WHAT YOU WILL DO:
1. In the blog post about going in peace, at what time did the family sit down to eat on weekdays?
2. Extract the passage of the blog post about going in peace from "I experienced it" to "wigged out by it.".
3. Continue the blog post about going in peace from its final sentence.

----- DOCUMENT EXTRACT -----

You who have found peace—live in peace. You who have been given the Peace of God—go in Peace. Spread peace throughout the land. Go out in peace and love and service to all. For in this going out you come home and bring with you all the brothers and sisters you have brought to peace. Go in peace to love and serve with all your heart. Thus are we one heart, one mind, one unity. Thus are we one in a relationship of love and peace that is our eternal home. Welcome home my brothers and sisters in Christ. Welcome home. T1:10.15
Those of you who’ve been following my blog for a while know me pretty well. At least I feel that you do. I just kind of carry on, writing on Sunday mornings about whatever is there. As I wander down one path and another in what I share, I figure you’ve heard it all about now. But then I go and start doing something new! And when I enter change, each time I enter change, you’d think I’d never experienced change before!
This spring was the start of something new. I knew it. I could feel it. I was ready to accept it. I am ready to accept it. Nothing big is happening next month or the month after, but then it starts. An event here, a talk there. My friend Kathy Scott Perry has agreed to partner with me to help coordinate this newness, and I can’t tell you how much that means to me. She’s been an event promoter for decades, knows everyone, has vision, and she “gets me.” We’ll just carry on as friends as we find our way toward answering requests for gatherings, feeling our way to doing them newly—and keeping me sane at the same time!
I’ve been like a kid exploding off the school bus at the end of the year, ready to hang up my uniform and burst out the back door, letting the screen slam as I head into the sun with all my ideas of what the summer is going to bring. But there’s such a thing as too many ideas. I mean, I wouldn’t be me if I didn’t see both sides of the thing, would I? The human complexity that gets thrown in the mix with the inspiration?
I experienced it this morning. I had so many ideas roaming around that I couldn’t get a one to light so that I could start this blog. Well . . . I started one and then I got distracted. I started another and got distracted again. I suppose it could be something like having a bunch of ideas for a new book, and ‘cause you’ve got a bunch of ideas you might not ever write, or if you write, you might create nothing more than a big, huge, mess. Actually, for starting a book a mess is fine. No matter how messy the draft, it’ll start the process. The mess doesn’t get enough time to work its way out with a blog, but it does work that way with most everything. Starting—is what gets you going every time. Once you start, you enter the new. I have started . . . something new, and I have found a way not to get wigged out by it.
In addition to partnering with Kathy, I’m just telling everything to “go in peace.”
My dad used to say that. He had all kinds of versions of peace—except maybe the hippie one. We’d say prayers over dinner each night—the standard, “Bless us O Lord and these our gifts,” and then he’d follow it with, “Eternal rest grant onto them oh Lord,” and we’d say, “And let perpetual light shine upon them.” Then he’d say, “May they rest in Peace,” and we’d all say, “Amen. Then he’d say, “May their souls and all the souls of the faithful departed, through the mercy of God, rest in peace.” And we’d all say “Amen” once again. (For a long time we had sit-down meals like clockwork. Monday through Friday, Dad got home from work and we’d sit down to eat at 5:30. Just about every other house on our block was the same. My daughter Mia recently told me that sitting down to dinner with family makes her feel safe. We did the family dinner thing too, and God bless the safety of it as it lingers on.)

----- EXTRACTED RECORDS -----

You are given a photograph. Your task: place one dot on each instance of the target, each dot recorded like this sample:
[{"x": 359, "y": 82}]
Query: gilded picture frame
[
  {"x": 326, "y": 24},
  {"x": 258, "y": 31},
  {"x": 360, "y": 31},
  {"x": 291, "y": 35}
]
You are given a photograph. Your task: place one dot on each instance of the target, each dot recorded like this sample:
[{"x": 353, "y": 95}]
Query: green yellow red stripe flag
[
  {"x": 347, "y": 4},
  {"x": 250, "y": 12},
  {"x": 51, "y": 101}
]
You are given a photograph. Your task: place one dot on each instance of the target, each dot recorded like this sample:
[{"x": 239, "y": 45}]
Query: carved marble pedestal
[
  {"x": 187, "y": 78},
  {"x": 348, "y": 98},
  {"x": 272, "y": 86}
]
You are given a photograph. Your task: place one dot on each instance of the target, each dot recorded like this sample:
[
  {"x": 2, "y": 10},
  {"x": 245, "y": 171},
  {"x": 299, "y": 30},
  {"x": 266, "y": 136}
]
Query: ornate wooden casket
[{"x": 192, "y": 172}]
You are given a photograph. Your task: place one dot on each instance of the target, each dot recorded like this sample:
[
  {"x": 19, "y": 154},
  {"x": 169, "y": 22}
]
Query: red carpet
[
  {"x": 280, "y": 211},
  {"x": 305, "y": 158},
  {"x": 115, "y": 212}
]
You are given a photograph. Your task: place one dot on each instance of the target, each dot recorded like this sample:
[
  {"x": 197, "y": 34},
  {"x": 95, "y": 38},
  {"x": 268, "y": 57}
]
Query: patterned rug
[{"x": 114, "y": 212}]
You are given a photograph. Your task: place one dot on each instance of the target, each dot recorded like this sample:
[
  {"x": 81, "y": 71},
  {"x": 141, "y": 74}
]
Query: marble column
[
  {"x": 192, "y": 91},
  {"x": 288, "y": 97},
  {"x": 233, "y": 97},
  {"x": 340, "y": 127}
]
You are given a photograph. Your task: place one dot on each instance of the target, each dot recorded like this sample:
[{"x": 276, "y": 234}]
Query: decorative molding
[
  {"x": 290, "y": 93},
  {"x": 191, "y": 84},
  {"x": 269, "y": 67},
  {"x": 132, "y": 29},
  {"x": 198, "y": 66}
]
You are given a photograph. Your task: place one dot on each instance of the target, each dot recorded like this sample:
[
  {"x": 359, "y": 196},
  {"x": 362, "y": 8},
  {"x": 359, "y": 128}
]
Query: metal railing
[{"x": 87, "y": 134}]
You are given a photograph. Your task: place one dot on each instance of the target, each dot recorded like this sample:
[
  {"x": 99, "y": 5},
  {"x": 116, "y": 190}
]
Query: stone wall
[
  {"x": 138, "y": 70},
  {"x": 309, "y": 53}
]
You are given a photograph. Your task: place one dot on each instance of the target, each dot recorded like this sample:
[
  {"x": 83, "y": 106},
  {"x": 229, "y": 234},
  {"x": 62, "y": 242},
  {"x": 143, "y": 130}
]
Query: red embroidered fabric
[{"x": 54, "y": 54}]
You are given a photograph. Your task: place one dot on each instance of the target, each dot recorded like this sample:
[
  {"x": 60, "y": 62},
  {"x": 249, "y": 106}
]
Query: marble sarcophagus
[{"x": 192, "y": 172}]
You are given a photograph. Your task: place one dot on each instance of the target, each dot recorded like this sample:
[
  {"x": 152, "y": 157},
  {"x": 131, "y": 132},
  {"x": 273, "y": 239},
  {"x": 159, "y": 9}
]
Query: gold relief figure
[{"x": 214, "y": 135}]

-----

FINAL RESULTS:
1. 5:30

2.
I experienced it this morning. I had so many ideas roaming around that I couldn’t get a one to light so that I could start this blog. Well . . . I started one and then I got distracted. I started another and got distracted again. I suppose it could be something like having a bunch of ideas for a new book, and ‘cause you’ve got a bunch of ideas you might not ever write, or if you write, you might create nothing more than a big, huge, mess. Actually, for starting a book a mess is fine. No matter how messy the draft, it’ll start the process. The mess doesn’t get enough time to work its way out with a blog, but it does work that way with most everything. Starting—is what gets you going every time. Once you start, you enter the new. I have started . . . something new, and I have found a way not to get wigged out by it.

3.
But my dad, he’d also say, “Peace be with you,” as he finished things up or headed out the door. He didn’t say “my girl” too much, but it seemed he always said, “My boy.” “Peace be with you my boy,” he’d say to my son, or sometimes, “Peace be with you my lad.” You remember things like that when you start sending your ideas out into the world with a hardy, “Peace be with you.”
The little quote above on peace came back to me—gave itself to me like a gift. A Course of Love brings me just the right thing at the right time . . . time after time . . . and it still amazes me. And I love it when it combines with memory, sometimes actual, physical memories like this one of my dad, and at other times memories of someone I know I am, but have forgotten, and then momentarily remember.
“Go out in peace and love and service to all.” I’m applying this not only to my “own” going out, but to my ideas too. Telling them, “Go out in peace.” I swear it’s like they have a life of their own. So why not let them go. Having them hanging around was getting me feeling a little crowded.
Here’s another gem that helped:
You who have so recently felt the peace of true acceptance are not asked to leave that peace to go in search of calling but are rather asked to listen from within that peace to what you feel called to do. This is not about the past and all those things that at one time or another you thought would bring you fulfillment. This is about recognizing who you are now. This is not a quick fix that calls you to what might have been and tells you that if you had but acted earlier you would have had the life you’ve dreamed of and maybe it is not too late. This is not about examining where the various calls you responded to previously have led you. All these notions are concerned with who you have thought yourself to be, not with who you are. They do not recognize the difference between thinking and knowing. Being who you are is what you are called to do. You are here asked to live a life as seamless as that of the birds of the air. You are asked to live a life where there is no division between who you are and what you do. This place of no division is the place of unity. T2:4.12-13
And so I say to you, Peace be with you. And I invite you too, if you’ve got the feeling, to simply start. Start to “Go out in peace and love and service to all.”
Mari, I am so excited about this subject, Peace. Right now it is THE main quest of my life. I have much passion around this. My current chant in the face of some difficult challenges is: ‘I am the Peace of God.’ The chapter titled PEACE I have read over and over (T1:10) Allow me to quote a bit: Vs 1 “There is a core of peace at the center of your Self now and the issues you choose to deal with will not affect that core of peace at all.”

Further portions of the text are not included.